* _Written instruction 1_:
Answer these questions about the server crash article below:
(a) Which article does the server crash article recommend for information on server repairs?
(b) Which version of Windows server does the server crash article cover recovering?
(c) According to the "Before You Begin" section, what two things may people lose when a server goes down?
* _Written instruction 2_: Tally the rows of the entries below that hold the string "line", treating case as significant. Reply with the number alone.

=== Passage shown ===

A server crash is always a nightmare. Follow these techniques to track down the source of the problem and get back online as soon as possible.
Have you ever come into the office in the morning and discovered that one of your servers crashed in the middle of the night? (For information on server repairs, see the article Repairing Windows 2000 through the Recovery Console ) When this happens, there's only one thing to do: Hold your breath, reboot the server, and pray that it comes back up. Often you'll get lucky, and the crash was merely a fluke or the result of a minor change made the day before that can be easily corrected. Sometimes, though, a server crash is an indication of a very real problem. In this article, I'll discuss some techniques that you can use to recover, should your Windows 2000 server fail to boot.
Before You Begin
Recovering a server is a very touchy subject for many people. I can't count the number of times when clients have called me to come fix a server that has crashed. During many of these recoveries, the concerned client hovered over me. People get really nervous when a server goes down--they lose productivity while the server is down, but more importantly, they may lose the data stored on the server.

=== Records shown ===

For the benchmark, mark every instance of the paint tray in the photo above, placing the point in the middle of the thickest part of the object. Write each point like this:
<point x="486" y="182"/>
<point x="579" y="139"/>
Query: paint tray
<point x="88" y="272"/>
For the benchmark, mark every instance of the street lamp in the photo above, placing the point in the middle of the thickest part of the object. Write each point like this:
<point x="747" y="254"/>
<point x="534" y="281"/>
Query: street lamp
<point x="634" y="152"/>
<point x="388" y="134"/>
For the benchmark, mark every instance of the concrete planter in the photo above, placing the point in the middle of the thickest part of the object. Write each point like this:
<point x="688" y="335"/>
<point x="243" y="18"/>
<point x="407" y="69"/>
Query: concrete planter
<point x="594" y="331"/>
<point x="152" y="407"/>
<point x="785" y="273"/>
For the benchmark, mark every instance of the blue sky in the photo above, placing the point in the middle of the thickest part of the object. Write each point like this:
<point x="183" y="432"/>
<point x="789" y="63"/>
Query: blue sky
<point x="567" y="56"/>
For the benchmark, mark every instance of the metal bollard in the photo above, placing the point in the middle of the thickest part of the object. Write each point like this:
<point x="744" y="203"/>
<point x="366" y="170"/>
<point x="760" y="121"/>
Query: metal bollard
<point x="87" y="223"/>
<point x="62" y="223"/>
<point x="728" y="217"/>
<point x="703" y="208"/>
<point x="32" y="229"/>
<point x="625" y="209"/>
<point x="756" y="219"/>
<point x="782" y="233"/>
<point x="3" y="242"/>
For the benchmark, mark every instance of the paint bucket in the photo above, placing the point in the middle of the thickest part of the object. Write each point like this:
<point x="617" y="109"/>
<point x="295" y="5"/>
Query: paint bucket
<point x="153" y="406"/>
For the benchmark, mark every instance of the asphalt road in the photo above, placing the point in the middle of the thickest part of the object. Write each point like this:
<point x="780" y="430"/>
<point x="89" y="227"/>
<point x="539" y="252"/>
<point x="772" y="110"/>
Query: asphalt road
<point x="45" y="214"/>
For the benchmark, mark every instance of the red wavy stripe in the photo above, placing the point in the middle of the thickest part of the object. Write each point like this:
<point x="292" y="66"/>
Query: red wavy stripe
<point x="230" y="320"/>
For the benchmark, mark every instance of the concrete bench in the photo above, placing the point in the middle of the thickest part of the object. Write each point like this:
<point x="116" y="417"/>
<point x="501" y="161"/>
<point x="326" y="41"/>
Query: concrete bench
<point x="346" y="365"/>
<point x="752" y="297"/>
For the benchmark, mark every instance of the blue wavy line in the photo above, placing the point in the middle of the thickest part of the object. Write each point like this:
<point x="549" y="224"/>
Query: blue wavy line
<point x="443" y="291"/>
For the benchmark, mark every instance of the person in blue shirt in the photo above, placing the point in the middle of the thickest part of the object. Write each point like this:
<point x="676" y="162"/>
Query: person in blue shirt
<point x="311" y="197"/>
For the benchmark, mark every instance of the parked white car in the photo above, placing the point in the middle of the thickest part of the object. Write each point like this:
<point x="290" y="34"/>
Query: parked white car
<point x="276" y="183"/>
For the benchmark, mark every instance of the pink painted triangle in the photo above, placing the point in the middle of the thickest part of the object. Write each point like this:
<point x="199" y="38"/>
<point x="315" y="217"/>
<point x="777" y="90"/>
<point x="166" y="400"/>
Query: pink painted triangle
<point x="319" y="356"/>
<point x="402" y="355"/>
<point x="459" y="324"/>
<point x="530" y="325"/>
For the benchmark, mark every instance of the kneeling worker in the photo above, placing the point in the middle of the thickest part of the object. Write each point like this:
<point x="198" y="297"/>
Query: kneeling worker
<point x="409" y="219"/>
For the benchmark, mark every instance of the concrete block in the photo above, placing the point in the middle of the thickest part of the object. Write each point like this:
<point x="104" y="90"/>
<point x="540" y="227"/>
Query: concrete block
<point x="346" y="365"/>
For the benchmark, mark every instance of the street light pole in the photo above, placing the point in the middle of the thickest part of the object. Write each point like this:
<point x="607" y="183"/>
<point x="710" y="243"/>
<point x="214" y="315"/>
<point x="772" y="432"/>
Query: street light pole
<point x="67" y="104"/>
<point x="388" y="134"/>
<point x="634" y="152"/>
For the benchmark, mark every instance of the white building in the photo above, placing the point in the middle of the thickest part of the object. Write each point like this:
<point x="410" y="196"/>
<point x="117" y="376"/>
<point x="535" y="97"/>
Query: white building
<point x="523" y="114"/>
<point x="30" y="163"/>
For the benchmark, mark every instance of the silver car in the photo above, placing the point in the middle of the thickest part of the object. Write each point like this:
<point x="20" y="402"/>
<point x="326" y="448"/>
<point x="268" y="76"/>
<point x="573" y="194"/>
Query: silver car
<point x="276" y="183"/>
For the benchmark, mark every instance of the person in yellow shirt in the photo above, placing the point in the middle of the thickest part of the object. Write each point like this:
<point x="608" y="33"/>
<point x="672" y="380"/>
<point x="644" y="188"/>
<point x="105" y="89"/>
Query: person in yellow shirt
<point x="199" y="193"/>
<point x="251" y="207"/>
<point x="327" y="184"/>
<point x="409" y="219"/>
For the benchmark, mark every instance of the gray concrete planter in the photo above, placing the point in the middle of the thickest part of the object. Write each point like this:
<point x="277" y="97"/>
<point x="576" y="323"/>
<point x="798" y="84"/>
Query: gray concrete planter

===

* _Task response 1_:
(a) Repairing Windows 2000 through the Recovery Console
(b) Windows 2000
(c) Productivity and the data stored on the server

* _Task response 2_: 2